• [Instructions for the task]:
The records are to be repeated in full. Every line must match.
── Source information
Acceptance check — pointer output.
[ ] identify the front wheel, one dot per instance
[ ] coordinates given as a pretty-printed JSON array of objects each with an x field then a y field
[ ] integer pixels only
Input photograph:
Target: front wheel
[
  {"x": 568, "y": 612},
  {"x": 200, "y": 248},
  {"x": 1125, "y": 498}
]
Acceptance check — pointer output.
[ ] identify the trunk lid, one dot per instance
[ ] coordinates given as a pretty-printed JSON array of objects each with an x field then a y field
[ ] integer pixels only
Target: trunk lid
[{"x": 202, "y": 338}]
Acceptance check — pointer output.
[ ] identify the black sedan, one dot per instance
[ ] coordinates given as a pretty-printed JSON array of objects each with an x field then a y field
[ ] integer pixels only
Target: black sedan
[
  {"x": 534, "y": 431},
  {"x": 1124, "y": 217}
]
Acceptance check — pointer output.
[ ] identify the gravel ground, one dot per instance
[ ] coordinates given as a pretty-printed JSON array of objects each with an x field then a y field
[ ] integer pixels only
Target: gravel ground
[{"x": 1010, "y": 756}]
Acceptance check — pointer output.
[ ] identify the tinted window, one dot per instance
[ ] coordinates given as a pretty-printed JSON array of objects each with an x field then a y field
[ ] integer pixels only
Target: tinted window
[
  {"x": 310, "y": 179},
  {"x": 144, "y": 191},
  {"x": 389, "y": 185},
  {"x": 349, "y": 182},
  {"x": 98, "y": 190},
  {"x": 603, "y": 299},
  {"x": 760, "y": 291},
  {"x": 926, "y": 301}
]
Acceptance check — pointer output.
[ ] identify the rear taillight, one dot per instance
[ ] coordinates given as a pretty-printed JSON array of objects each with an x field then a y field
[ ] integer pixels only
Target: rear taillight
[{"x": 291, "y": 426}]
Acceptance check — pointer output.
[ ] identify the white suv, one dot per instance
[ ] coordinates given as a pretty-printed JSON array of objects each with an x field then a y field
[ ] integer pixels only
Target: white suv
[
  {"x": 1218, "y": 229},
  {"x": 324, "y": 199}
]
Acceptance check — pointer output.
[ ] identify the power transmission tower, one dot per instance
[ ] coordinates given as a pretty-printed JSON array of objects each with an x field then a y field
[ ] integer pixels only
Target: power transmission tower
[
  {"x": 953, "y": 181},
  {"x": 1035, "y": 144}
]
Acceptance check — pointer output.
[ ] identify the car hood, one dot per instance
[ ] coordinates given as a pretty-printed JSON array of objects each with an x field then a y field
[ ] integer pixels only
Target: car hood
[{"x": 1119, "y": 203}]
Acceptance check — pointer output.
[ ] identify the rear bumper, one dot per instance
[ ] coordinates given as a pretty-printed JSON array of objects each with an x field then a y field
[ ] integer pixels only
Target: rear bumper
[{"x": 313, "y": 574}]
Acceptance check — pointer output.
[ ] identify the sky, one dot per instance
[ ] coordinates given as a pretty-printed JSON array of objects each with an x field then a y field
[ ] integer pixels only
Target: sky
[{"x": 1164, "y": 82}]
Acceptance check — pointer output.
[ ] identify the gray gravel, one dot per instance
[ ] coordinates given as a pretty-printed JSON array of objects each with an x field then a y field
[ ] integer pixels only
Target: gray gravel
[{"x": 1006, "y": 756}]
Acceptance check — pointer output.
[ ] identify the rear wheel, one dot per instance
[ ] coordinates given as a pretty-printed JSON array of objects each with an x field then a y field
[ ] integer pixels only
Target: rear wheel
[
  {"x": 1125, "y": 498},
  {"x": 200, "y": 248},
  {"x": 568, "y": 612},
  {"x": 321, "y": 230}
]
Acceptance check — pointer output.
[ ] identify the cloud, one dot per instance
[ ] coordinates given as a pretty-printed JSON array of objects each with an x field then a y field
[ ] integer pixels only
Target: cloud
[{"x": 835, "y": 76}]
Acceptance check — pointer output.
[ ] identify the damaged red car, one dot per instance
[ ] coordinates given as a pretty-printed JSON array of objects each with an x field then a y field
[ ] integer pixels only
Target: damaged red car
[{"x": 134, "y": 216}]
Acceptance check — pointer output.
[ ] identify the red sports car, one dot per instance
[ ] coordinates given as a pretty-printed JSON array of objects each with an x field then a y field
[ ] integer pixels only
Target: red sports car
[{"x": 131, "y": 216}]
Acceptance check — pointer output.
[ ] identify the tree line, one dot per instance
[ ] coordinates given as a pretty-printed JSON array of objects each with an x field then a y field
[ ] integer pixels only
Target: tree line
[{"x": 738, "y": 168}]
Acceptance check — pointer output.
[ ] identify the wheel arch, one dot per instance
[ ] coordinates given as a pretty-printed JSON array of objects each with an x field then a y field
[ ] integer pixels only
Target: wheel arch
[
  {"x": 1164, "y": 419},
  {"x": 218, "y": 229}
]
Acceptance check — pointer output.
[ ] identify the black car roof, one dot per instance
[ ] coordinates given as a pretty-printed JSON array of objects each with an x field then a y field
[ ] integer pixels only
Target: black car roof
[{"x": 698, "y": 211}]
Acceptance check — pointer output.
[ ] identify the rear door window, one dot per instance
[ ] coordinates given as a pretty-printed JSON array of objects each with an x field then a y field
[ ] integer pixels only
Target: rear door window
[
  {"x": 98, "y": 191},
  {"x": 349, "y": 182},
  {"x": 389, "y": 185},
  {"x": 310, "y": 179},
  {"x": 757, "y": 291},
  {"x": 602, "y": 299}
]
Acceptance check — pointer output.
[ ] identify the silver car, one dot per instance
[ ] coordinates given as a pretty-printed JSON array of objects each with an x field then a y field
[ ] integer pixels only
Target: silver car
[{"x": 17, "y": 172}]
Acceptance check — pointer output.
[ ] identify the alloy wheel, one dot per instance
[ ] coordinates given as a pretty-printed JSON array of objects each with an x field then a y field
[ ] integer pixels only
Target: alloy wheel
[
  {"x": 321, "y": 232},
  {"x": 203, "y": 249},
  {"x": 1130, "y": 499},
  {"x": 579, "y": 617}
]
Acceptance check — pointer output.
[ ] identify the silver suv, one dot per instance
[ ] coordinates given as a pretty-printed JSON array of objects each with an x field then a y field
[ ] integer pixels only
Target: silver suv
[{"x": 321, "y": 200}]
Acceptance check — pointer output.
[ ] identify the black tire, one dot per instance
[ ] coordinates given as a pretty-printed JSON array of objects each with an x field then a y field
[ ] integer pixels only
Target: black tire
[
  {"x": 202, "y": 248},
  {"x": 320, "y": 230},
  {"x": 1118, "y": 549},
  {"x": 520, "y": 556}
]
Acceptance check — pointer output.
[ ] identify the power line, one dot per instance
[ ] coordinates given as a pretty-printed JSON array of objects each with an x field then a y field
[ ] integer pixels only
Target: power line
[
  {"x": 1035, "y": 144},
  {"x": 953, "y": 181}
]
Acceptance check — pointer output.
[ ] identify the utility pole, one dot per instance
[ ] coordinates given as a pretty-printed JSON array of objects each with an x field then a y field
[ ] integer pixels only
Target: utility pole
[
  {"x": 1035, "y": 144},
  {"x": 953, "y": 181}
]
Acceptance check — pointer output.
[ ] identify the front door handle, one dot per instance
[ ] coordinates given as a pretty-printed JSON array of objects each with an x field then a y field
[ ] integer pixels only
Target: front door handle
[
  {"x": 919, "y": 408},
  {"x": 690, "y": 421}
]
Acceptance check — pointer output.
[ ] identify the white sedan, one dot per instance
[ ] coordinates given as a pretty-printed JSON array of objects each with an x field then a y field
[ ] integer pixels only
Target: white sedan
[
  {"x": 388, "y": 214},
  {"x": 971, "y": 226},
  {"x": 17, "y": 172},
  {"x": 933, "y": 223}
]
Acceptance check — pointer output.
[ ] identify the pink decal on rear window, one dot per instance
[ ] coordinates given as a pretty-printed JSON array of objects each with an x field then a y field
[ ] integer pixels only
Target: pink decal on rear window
────
• [Solution to this problem]:
Acceptance check — pointer output.
[ ] identify the front wheel, one dot per instance
[ ] coordinates given as a pretty-printed JSON array of objects each with an x field then a y field
[ ] integer pixels only
Input photograph:
Target: front wheel
[
  {"x": 568, "y": 612},
  {"x": 200, "y": 248},
  {"x": 1125, "y": 498}
]
Acceptance check — pointer output.
[ ] identify the trunk lid, one dot per instance
[ ] coordinates given as a pretty-printed JSON array of objects each with an x field then a y field
[ ] integer pixels only
Target: trunk lid
[{"x": 202, "y": 338}]
Acceptance check — pointer output.
[ ] identify the black sedan, one dot per instance
[ ] coordinates given as a pretty-printed JSON array of objects each with an x field then a y field
[ ] integer pixels only
Target: black sedan
[
  {"x": 534, "y": 431},
  {"x": 1124, "y": 217}
]
Acceptance check — pointer output.
[ ] identify the gravel ground, one dot per instance
[ ] coordinates given as a pretty-printed JSON array of objects each with an x field then a y field
[ ] integer pixels only
Target: gravel ground
[{"x": 1010, "y": 756}]
Acceptance check — pointer output.
[ ] identify the tinted window, one dot per instance
[ ] coordinates given as a pretty-printed JSON array of objects each with an x field then a y field
[ ] integer pixels only
Target: tinted window
[
  {"x": 310, "y": 179},
  {"x": 144, "y": 191},
  {"x": 389, "y": 185},
  {"x": 349, "y": 182},
  {"x": 98, "y": 190},
  {"x": 603, "y": 299},
  {"x": 760, "y": 291},
  {"x": 926, "y": 301}
]
Acceptance check — pointer output.
[ ] identify the rear taillight, one dot per instance
[ ] coordinates given as a pretty-printed JSON array of objects each with an x field then a y field
[ ] integer pixels only
Target: rear taillight
[{"x": 291, "y": 426}]
Acceptance check — pointer output.
[ ] identify the white suv, one dot per instance
[ ] coordinates given as a pretty-printed JSON array of objects each with an x field then a y field
[ ] integer pixels only
Target: white suv
[
  {"x": 1218, "y": 229},
  {"x": 324, "y": 199}
]
Acceptance check — pointer output.
[ ] identify the power transmission tower, one dot per instance
[ ] coordinates given as a pretty-printed JSON array of objects each with an x field then a y field
[ ] integer pixels only
Target: power transmission tower
[
  {"x": 953, "y": 181},
  {"x": 1035, "y": 144}
]
Acceptance check — pointer output.
[ ] identify the car hood, one dot per instance
[ ] coordinates given as a pretty-printed JSON array of objects each with an x field then a y field
[ ] integer pixels only
Target: car hood
[{"x": 1119, "y": 203}]
Acceptance check — pointer output.
[ ] identify the rear bumper, one dot per instance
[ ] coordinates given as a pretty-printed JSON array of objects each with an x field then a y field
[ ] integer pixels only
Target: rear bumper
[{"x": 313, "y": 574}]
Acceptance check — pointer output.
[ ] identify the sky, one dot per instance
[ ] coordinates given as a pretty-printed JSON array of objects each with an x field then a y field
[ ] integer pixels only
Target: sky
[{"x": 1164, "y": 82}]
Acceptance check — pointer output.
[ ] identify the gray gravel, one dot per instance
[ ] coordinates given as a pretty-printed JSON array of objects each with an x field then a y field
[ ] integer pixels only
Target: gray gravel
[{"x": 1006, "y": 756}]
Acceptance check — pointer output.
[ ] identify the rear wheel, one dot per instance
[ ] coordinates given as a pretty-printed JSON array of objects each with an x field then a y field
[ ] integer pixels only
Target: rear wheel
[
  {"x": 1125, "y": 498},
  {"x": 200, "y": 248},
  {"x": 568, "y": 612},
  {"x": 321, "y": 230}
]
Acceptance check — pointer output.
[ ] identify the cloud, one dot per instance
[ ] coordinates given as a pretty-printed JSON array of objects each with an x field then a y field
[ ] integer pixels only
Target: cloud
[{"x": 835, "y": 76}]
Acceptance check — pointer output.
[ ] identify the damaged red car, one dot per instance
[ ] coordinates given as a pretty-printed JSON array of objects each with an x field then a y field
[ ] integer pixels only
Target: damaged red car
[{"x": 134, "y": 216}]
Acceptance check — pointer output.
[ ] identify the red sports car, one dot per instance
[ ] coordinates given as a pretty-printed JSON array of objects each with an x field then a y field
[ ] integer pixels only
Target: red sports car
[{"x": 131, "y": 216}]
Acceptance check — pointer output.
[ ] identify the tree line, one dot per instance
[ ] coordinates given as a pretty-printed JSON array of objects each with an x field then a y field
[ ] integer pixels only
Target: tree line
[{"x": 738, "y": 168}]
Acceptance check — pointer output.
[ ] identify the wheel arch, one dot per instance
[ ] coordinates given as a pretty-printed JSON array of objects each with an x field then a y field
[ ] integer pixels only
Target: wheel arch
[
  {"x": 1164, "y": 419},
  {"x": 218, "y": 229}
]
Acceptance check — pointer output.
[ ] identify the black car roof, one dot per instance
[ ] coordinates given as a pretty-printed JSON array of objects each with an x field then a y field
[ ] integer pixels only
Target: black car roof
[{"x": 698, "y": 211}]
Acceptance check — pointer output.
[ ] identify the rear door window, one dot per instance
[ ] coordinates given as a pretty-printed JSON array of objects each with an x field then a y field
[ ] integer pixels only
Target: rear door window
[
  {"x": 98, "y": 191},
  {"x": 349, "y": 182},
  {"x": 389, "y": 185},
  {"x": 310, "y": 179},
  {"x": 757, "y": 291},
  {"x": 602, "y": 299}
]
Acceptance check — pointer output.
[ ] identify the silver car, one dot per instance
[ ] coordinates given as a pretty-printed JSON array of objects each with an x field then a y field
[ ] integer pixels only
Target: silver car
[{"x": 17, "y": 172}]
Acceptance check — pointer output.
[ ] identify the alloy wheel, one dot per instance
[ ] coordinates given as a pretty-printed JSON array of objects each with an x field then a y field
[ ] integer pixels only
Target: alloy wheel
[
  {"x": 321, "y": 232},
  {"x": 203, "y": 249},
  {"x": 1130, "y": 499},
  {"x": 579, "y": 617}
]
Acceptance check — pointer output.
[ ] identify the silver suv, one dot per instance
[ ] coordinates given as a pretty-printed JSON array of objects each with an x field then a y field
[ ] integer pixels only
Target: silver suv
[{"x": 321, "y": 200}]
Acceptance check — pointer output.
[ ] identify the black tire, one dot per instance
[ ] coordinates given as a pretty-printed JSON array of objects each with an x field then a y field
[ ] integer pixels only
Target: black tire
[
  {"x": 202, "y": 248},
  {"x": 320, "y": 230},
  {"x": 1118, "y": 549},
  {"x": 520, "y": 556}
]
Acceptance check — pointer output.
[ ] identify the power line, one dot per instance
[ ] coordinates given as a pretty-printed JSON array of objects each with an x field then a y field
[ ] integer pixels only
Target: power line
[
  {"x": 1035, "y": 144},
  {"x": 953, "y": 181}
]
Acceptance check — pointer output.
[ ] identify the utility pole, one dot per instance
[ ] coordinates given as a pretty-printed JSON array of objects each with an x field then a y field
[ ] integer pixels only
Target: utility pole
[
  {"x": 1035, "y": 144},
  {"x": 953, "y": 181}
]
Acceptance check — pointer output.
[ ] identify the front door handle, one dot per instance
[ ] coordinates given as a pretty-printed JSON array of objects each with an x field then a y field
[ ] integer pixels only
Target: front door handle
[
  {"x": 919, "y": 408},
  {"x": 690, "y": 421}
]
Acceptance check — pointer output.
[ ] identify the white sedan, one dot per instance
[ ] coordinates given as a pretty-printed JSON array of objects each with an x field then a y field
[ ] integer pixels only
Target: white sedan
[
  {"x": 388, "y": 214},
  {"x": 971, "y": 226},
  {"x": 17, "y": 172},
  {"x": 933, "y": 223}
]
Acceptance check — pointer output.
[ ] identify the pink decal on rear window, one dot per instance
[ ] coordinates given as a pretty-printed JSON array of objects each with an x field then a y field
[ ] integer pixels only
Target: pink decal on rear window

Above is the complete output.